Directions →
Translate this sentence from the text on Uganda's trade policy during COVID-19 into Spanish: "Counterfactual simulations suggest that greater policy predictability—holding the average level of restrictions constant—would have reduced Uganda’s pandemic-era trade deficit by roughly one-fifth."

-- Text passage follows --

This paper investigates how the COVID-19 shock reshaped Uganda’s trade-policy stance and outcomes. Merging monthly customs
micro-data from the Uganda Revenue Authority (2019-2022) with new hand-collected indicators of pandemic-era policy
interventions, we trace the evolution of tariffs, non-tariff measures (NTMs), border procedures and export-promotion incentives.
Identification exploits the staggered introduction—and subsequent easing—of lockdowns, testing mandates and cargo-priority
schemes across Uganda’s trading corridors and product lines. We find three key dynamics. First, policy volatility surged: the
cumulative count of ad-hoc NTMs (export bans, import licensing, temporary duty waivers) more than tripled between March 2020
and December 2021, with 60 % of the measures reversed or renewed at least once within six months. Second, these policies
amplified rather than attenuated the initial trade collapse: sectors subject to multiple, rapidly changing NTMs experienced export
drops that were 14–22 p.p. deeper than otherwise comparable products. Third, after mid-2021 Uganda shifted to a “recovery policy
mix,” combining streamlined border clearance, digital certificates of origin and targeted export rebates. This pivot explains 35 % of
the rebound in formal exports to the Middle East and the East African Community observed by end-2022, but had no measurable
effect on the near-complete collapse of informal cross-border trade to the Democratic Republic of Congo. Counterfactual
simulations suggest that greater policy predictability—holding the average level of restrictions constant—would have reduced
Uganda’s pandemic-era trade deficit by roughly one-fifth. Overall, the findings highlight that the dynamics of trade policy, not just its
average restrictiveness, are critical for resilience during global shocks.

-- Text passage concluded --
-- Raw data follows --

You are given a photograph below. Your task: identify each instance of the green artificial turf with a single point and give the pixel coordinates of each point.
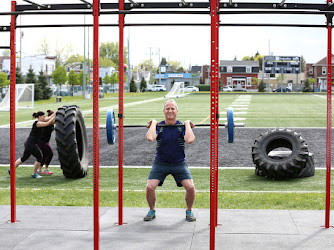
(238, 189)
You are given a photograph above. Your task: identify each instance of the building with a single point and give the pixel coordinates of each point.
(318, 71)
(240, 75)
(189, 79)
(38, 63)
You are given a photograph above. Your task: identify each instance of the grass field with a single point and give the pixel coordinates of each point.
(239, 189)
(261, 110)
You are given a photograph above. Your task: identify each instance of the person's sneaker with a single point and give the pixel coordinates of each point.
(150, 215)
(36, 176)
(190, 216)
(47, 172)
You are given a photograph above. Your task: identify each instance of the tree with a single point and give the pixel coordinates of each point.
(262, 86)
(19, 77)
(72, 79)
(307, 84)
(106, 79)
(59, 76)
(143, 85)
(46, 90)
(111, 50)
(133, 85)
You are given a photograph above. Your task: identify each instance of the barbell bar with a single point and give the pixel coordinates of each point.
(111, 126)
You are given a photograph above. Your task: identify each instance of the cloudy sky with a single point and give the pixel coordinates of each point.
(189, 45)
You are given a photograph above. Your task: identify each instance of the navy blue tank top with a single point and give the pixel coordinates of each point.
(170, 144)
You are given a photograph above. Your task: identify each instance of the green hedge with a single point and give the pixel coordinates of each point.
(203, 87)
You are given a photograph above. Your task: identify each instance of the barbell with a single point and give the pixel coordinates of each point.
(111, 126)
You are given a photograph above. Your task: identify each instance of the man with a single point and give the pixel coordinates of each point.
(170, 158)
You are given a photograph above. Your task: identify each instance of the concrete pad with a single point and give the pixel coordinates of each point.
(167, 220)
(72, 228)
(250, 221)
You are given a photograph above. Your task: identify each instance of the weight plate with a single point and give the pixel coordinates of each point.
(111, 127)
(230, 125)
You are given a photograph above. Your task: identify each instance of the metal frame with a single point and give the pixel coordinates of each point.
(182, 7)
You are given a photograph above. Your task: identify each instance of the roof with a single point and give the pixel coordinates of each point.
(239, 63)
(322, 62)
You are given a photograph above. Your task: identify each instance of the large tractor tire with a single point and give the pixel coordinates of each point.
(291, 166)
(71, 138)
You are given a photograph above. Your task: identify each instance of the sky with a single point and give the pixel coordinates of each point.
(188, 45)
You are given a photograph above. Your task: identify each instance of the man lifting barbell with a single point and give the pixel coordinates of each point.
(170, 158)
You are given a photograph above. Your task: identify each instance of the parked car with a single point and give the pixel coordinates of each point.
(191, 89)
(280, 90)
(158, 88)
(227, 89)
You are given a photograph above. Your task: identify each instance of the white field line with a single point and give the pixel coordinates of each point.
(100, 109)
(172, 190)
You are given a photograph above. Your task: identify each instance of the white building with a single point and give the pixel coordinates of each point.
(37, 63)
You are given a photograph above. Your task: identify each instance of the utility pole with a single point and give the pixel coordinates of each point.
(84, 66)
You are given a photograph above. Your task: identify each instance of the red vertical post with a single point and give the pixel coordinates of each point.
(329, 118)
(213, 121)
(96, 143)
(12, 113)
(216, 26)
(121, 115)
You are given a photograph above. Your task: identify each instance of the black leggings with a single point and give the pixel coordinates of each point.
(47, 152)
(31, 149)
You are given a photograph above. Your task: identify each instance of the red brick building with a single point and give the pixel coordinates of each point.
(239, 74)
(318, 71)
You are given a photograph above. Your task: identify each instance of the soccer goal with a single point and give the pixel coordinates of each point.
(24, 97)
(176, 91)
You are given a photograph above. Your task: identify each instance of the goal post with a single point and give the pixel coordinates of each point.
(176, 91)
(24, 94)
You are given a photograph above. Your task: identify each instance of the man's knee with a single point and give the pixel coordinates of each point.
(152, 184)
(188, 184)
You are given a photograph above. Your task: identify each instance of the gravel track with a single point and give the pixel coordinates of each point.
(139, 152)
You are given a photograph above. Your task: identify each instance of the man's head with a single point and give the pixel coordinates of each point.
(170, 110)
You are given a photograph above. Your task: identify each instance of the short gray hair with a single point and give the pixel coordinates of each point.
(170, 100)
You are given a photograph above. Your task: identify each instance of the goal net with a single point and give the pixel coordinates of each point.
(24, 97)
(176, 91)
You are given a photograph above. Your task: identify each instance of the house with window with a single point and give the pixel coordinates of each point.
(239, 74)
(318, 71)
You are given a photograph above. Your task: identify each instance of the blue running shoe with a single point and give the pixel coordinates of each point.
(150, 215)
(36, 176)
(190, 216)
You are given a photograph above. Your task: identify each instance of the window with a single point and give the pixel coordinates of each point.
(249, 81)
(323, 70)
(229, 81)
(310, 71)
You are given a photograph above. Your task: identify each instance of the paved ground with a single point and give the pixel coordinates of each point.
(72, 228)
(139, 152)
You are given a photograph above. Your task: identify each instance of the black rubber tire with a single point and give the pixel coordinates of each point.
(71, 139)
(280, 168)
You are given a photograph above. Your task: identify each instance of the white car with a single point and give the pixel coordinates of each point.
(191, 89)
(158, 88)
(227, 89)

-- Raw data concluded --

Written response →
Las simulaciones contrafactuales sugieren que una mayor previsibilidad de las políticas —manteniendo constante el nivel promedio de las restricciones— habría reducido el déficit comercial de Uganda durante la pandemia en aproximadamente una quinta parte.